> _Task data_
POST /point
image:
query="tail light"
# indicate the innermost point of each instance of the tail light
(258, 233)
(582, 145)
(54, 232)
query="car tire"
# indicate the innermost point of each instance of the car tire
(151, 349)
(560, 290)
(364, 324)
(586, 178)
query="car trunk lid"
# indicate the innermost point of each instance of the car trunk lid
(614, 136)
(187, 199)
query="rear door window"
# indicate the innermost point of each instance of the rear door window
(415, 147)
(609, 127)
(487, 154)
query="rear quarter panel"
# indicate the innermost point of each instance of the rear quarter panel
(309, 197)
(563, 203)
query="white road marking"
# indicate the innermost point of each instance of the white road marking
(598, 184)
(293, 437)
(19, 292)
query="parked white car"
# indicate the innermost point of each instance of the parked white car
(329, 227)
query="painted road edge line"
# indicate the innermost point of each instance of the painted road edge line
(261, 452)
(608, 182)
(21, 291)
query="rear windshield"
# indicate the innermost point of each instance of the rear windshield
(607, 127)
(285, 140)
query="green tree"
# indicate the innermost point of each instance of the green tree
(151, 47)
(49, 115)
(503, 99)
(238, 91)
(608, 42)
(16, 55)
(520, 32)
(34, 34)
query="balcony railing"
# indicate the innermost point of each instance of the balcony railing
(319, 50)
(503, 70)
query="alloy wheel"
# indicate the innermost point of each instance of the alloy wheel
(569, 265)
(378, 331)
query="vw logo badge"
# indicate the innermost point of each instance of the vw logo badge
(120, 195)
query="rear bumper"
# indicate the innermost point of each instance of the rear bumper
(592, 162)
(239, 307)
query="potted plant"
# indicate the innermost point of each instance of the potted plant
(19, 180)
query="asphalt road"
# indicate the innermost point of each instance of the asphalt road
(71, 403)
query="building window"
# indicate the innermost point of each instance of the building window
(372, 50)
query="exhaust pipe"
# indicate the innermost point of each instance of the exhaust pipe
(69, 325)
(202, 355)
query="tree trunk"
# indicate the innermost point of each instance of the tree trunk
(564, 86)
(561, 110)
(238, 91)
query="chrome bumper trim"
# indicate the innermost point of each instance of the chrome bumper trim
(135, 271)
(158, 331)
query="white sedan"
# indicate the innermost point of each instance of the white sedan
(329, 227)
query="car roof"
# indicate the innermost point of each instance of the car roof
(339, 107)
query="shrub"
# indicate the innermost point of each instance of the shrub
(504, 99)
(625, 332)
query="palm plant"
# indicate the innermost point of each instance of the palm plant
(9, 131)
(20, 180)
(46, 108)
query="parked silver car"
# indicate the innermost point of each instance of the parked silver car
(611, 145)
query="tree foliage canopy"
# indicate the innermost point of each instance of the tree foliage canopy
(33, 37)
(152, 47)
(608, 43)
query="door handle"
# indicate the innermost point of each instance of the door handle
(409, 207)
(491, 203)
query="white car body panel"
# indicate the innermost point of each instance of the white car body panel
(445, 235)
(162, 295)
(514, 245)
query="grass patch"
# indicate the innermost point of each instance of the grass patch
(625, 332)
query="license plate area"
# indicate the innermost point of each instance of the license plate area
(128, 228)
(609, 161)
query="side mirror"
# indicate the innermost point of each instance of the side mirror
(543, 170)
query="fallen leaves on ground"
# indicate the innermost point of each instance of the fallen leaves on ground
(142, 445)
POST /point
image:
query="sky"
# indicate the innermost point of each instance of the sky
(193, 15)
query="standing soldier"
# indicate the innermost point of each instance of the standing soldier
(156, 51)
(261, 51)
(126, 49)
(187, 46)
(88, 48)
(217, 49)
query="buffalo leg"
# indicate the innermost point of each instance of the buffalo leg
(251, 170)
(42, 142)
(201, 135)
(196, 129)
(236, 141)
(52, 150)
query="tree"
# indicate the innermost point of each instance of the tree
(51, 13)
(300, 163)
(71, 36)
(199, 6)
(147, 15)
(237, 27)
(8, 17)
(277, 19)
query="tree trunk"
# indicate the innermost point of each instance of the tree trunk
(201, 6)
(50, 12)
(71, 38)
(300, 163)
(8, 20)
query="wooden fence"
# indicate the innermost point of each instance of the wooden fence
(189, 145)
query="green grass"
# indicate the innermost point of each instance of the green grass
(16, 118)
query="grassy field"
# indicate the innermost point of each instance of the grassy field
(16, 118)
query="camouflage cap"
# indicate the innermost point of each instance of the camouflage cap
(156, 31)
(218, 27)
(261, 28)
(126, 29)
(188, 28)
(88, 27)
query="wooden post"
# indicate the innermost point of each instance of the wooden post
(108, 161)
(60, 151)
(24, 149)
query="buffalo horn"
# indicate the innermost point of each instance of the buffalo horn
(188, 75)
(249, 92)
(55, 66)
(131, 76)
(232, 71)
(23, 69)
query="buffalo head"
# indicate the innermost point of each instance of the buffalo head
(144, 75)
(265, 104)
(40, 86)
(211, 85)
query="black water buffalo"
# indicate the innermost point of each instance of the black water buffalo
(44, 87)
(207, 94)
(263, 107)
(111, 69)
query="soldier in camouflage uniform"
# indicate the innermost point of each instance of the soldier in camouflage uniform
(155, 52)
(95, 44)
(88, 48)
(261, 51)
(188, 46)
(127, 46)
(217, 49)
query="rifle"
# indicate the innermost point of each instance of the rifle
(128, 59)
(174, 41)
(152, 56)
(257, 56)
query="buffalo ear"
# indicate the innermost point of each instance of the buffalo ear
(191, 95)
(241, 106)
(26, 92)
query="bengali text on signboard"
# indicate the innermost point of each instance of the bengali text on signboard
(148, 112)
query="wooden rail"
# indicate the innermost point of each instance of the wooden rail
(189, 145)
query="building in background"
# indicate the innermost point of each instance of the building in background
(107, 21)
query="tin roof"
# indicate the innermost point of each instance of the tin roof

> _Try it_
Give the data again, exactly as it stands.

> _Result of this task_
POST /point
image:
query="tail light"
# indicate the innermost point of each instance of the tail light
(258, 233)
(582, 145)
(54, 232)
query="car tire"
# indicate the innermost point of each instance of the car tire
(151, 349)
(560, 290)
(364, 324)
(586, 178)
query="car trunk lid"
# indicate the innermost point of each instance of the car trunk lid
(614, 136)
(187, 199)
query="rear door window"
# indicate the innermost point of each instance of the rear door window
(415, 147)
(609, 127)
(487, 154)
query="rear quarter panel"
# indicate the innermost point of each instance of the rear quarter panel
(309, 197)
(563, 203)
query="white road marking"
# indicate the innermost point of each instance of the white road marking
(598, 184)
(293, 437)
(19, 292)
query="parked white car"
# indicate the innermost point of each instance of the parked white car
(329, 227)
query="painted road edge line"
# indicate the innermost point of each instance of the painted road edge line
(261, 452)
(608, 182)
(21, 291)
query="rear windshield"
# indicate the innermost point of each instance of the rear windshield
(607, 127)
(285, 140)
query="green tree"
# indicate the innermost point of each instance of the green tree
(151, 47)
(49, 115)
(503, 99)
(238, 91)
(608, 42)
(16, 55)
(520, 32)
(34, 34)
query="balcony railing"
# indicate the innermost point of each instance of the balcony railing
(319, 50)
(503, 70)
query="alloy wheel"
# indicate the innermost point of each instance of the alloy wheel
(569, 265)
(378, 331)
query="vw logo badge"
# indicate the innermost point of each instance of the vw logo badge
(120, 195)
query="rear bumper"
# indicate the innermost point of each instance of the rear bumper
(592, 162)
(239, 307)
query="potted plant"
# indicate the innermost point of each instance of the potted plant
(19, 180)
query="asphalt road"
# indicate the innermost point of each instance of the asphalt road
(71, 403)
query="building window"
# indicate the innermost point of each instance of the building window
(372, 50)
query="exhaust pipe"
# indicate the innermost point of each instance of the exhaust pipe
(69, 325)
(202, 355)
query="tree trunk"
# indicate the innermost point of each instance of the tree trunk
(564, 86)
(561, 110)
(238, 91)
query="chrome bumper trim"
# indicate the innermost point of each instance of the chrome bumper trim
(135, 271)
(158, 331)
query="white sedan"
# indicate the innermost point of each instance of the white sedan
(329, 227)
query="car roof"
# indicate the innermost point of each instance of the car roof
(339, 107)
query="shrub"
# indicate the innermost point of each instance of the shrub
(504, 99)
(625, 332)
query="palm plant"
# indicate the innermost point of each instance of the palm plant
(9, 131)
(20, 180)
(46, 108)
query="parked silver car"
# indicate the innermost point of each instance of the parked silver car
(611, 145)
query="tree foliage canopy"
# indicate the innermost point of each instance of the tree foliage canopy
(33, 37)
(152, 47)
(608, 43)
query="door handle"
# indicate the innermost point of each instance of the door handle
(409, 207)
(491, 203)
query="white car body panel"
# indicate the innermost point of each instance of the white car body panel
(445, 235)
(162, 295)
(514, 245)
query="grass patch"
# indicate the innermost point of each instance of the grass patch
(625, 332)
query="license plate area"
# indicate the innermost point of each instance of the license plate area
(128, 228)
(609, 161)
query="side mirror"
# indicate the innermost point of each instance of the side mirror
(543, 170)
query="fallen leaves on ground"
# indicate the innermost point of each instance of the fallen leaves on ground
(142, 445)
POST /point
image:
query="sky"
# indicate the innermost point of each instance of the sky
(193, 15)
query="standing soldier"
# indicate the innermost point of each instance of the standing soldier
(156, 51)
(261, 51)
(126, 49)
(187, 46)
(88, 48)
(217, 49)
query="buffalo leg"
# indicate the innermost point of each instance of the buffalo leg
(251, 170)
(42, 142)
(201, 135)
(196, 129)
(236, 141)
(52, 150)
query="tree"
# indicate the innermost point of each instance of the tree
(51, 13)
(300, 163)
(71, 36)
(199, 6)
(147, 15)
(237, 27)
(8, 17)
(277, 19)
query="tree trunk"
# indicate the innermost point of each instance of the tree trunk
(201, 6)
(50, 12)
(71, 38)
(300, 163)
(8, 20)
query="wooden fence"
# indicate the innermost point of each instance of the wooden fence
(189, 145)
query="green grass"
# indicate the innermost point of each instance of the green grass
(16, 118)
query="grassy field"
# indicate the innermost point of each instance of the grassy field
(16, 118)
query="camouflage cap"
# indicate the innermost point of each instance of the camouflage cap
(156, 31)
(218, 27)
(261, 28)
(126, 29)
(188, 28)
(88, 27)
query="wooden post"
# indicate the innermost point of each instance of the wooden post
(108, 161)
(60, 151)
(24, 149)
query="buffalo horn"
# indicate the innermost point of each instance of the buffalo horn
(188, 75)
(249, 92)
(55, 66)
(131, 76)
(232, 71)
(23, 69)
query="buffalo head"
# indicate the innermost point of each instance of the buffalo head
(144, 75)
(265, 104)
(40, 86)
(211, 85)
query="black water buffalo"
# indicate the innermost point of each instance of the black water buffalo
(44, 87)
(207, 94)
(263, 107)
(111, 69)
query="soldier in camouflage uniform"
# indicate the innermost point of each instance of the soldier in camouflage uniform
(155, 52)
(95, 44)
(88, 48)
(261, 51)
(188, 46)
(127, 46)
(217, 49)
query="rifle"
# indicate the innermost point of each instance of the rifle
(128, 59)
(174, 41)
(152, 56)
(257, 56)
query="buffalo ear"
# indicate the innermost point of each instance of the buffalo ear
(191, 95)
(241, 106)
(26, 92)
query="bengali text on signboard"
# indicate the innermost point of each instance of the bengali text on signboard
(148, 112)
query="wooden rail"
# indicate the innermost point of each instance of the wooden rail
(189, 145)
query="building in background"
# indicate the innermost point of each instance of the building in background
(107, 21)
query="tin roof"
# indicate the innermost point of each instance of the tin roof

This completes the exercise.